(Phrase grounding data)
- - - -

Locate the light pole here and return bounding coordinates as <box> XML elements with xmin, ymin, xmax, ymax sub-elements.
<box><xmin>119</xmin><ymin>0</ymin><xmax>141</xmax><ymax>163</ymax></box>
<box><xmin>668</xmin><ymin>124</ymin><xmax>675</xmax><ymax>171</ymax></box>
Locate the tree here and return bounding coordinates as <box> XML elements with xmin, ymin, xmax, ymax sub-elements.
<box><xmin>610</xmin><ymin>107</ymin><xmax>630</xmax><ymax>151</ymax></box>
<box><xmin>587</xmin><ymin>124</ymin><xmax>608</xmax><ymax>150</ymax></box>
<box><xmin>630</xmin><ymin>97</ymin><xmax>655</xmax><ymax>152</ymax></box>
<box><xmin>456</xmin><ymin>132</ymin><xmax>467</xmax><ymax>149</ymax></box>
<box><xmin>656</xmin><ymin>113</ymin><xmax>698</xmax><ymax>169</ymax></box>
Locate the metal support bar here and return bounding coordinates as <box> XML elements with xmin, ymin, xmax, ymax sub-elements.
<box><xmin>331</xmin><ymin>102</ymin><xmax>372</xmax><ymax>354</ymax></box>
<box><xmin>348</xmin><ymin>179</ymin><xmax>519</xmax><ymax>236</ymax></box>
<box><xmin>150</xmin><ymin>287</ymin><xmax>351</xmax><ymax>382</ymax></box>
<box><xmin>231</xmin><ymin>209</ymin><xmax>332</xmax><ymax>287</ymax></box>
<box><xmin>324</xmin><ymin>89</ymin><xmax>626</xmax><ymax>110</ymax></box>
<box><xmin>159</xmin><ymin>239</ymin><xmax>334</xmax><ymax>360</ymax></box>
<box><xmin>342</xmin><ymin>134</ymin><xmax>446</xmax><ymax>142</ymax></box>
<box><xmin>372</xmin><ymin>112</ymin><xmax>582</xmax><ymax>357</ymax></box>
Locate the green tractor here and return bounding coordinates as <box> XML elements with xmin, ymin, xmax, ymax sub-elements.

- - - -

REQUIRED ACTION:
Take the entries above and write them out again unchanged.

SOLUTION TO THIS PROBLEM:
Locate the light pole here and return bounding coordinates as <box> XML elements with xmin, ymin, xmax, ymax sub-elements.
<box><xmin>119</xmin><ymin>0</ymin><xmax>141</xmax><ymax>163</ymax></box>
<box><xmin>668</xmin><ymin>124</ymin><xmax>675</xmax><ymax>171</ymax></box>
Locate the tree here and return bounding coordinates as <box> XML elements with xmin, ymin, xmax, ymax sub-elements.
<box><xmin>610</xmin><ymin>107</ymin><xmax>630</xmax><ymax>151</ymax></box>
<box><xmin>587</xmin><ymin>124</ymin><xmax>608</xmax><ymax>150</ymax></box>
<box><xmin>630</xmin><ymin>97</ymin><xmax>655</xmax><ymax>152</ymax></box>
<box><xmin>456</xmin><ymin>132</ymin><xmax>467</xmax><ymax>149</ymax></box>
<box><xmin>656</xmin><ymin>113</ymin><xmax>698</xmax><ymax>169</ymax></box>
Locate the metal support bar here and return bounding coordinates as <box> XML elements with xmin, ymin, xmax, ymax sub-elements.
<box><xmin>331</xmin><ymin>102</ymin><xmax>372</xmax><ymax>354</ymax></box>
<box><xmin>348</xmin><ymin>179</ymin><xmax>519</xmax><ymax>236</ymax></box>
<box><xmin>150</xmin><ymin>287</ymin><xmax>351</xmax><ymax>382</ymax></box>
<box><xmin>231</xmin><ymin>209</ymin><xmax>332</xmax><ymax>287</ymax></box>
<box><xmin>324</xmin><ymin>89</ymin><xmax>626</xmax><ymax>110</ymax></box>
<box><xmin>159</xmin><ymin>239</ymin><xmax>334</xmax><ymax>360</ymax></box>
<box><xmin>342</xmin><ymin>134</ymin><xmax>446</xmax><ymax>142</ymax></box>
<box><xmin>372</xmin><ymin>112</ymin><xmax>582</xmax><ymax>357</ymax></box>
Locate the green tractor here and return bounding coordinates as <box> XML elements with xmin, ymin, xmax, ymax sub-elements.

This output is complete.